▶ SUPPLIED DATA

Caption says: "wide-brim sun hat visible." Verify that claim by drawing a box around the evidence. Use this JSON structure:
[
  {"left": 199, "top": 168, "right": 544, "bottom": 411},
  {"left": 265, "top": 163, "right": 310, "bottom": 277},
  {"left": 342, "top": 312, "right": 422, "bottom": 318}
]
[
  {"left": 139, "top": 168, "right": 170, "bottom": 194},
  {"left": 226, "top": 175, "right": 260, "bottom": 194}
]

▶ INSTRUCTIONS FOR THE TASK
Give the listing above again in full, with no word altered.

▶ SOLUTION TO THE PROBLEM
Caption says: "wide-brim sun hat visible." Verify that claim by drawing a box around the evidence. Use this JSON structure:
[
  {"left": 199, "top": 168, "right": 544, "bottom": 411},
  {"left": 265, "top": 163, "right": 310, "bottom": 277},
  {"left": 342, "top": 312, "right": 422, "bottom": 318}
]
[
  {"left": 139, "top": 168, "right": 170, "bottom": 194},
  {"left": 226, "top": 175, "right": 260, "bottom": 194}
]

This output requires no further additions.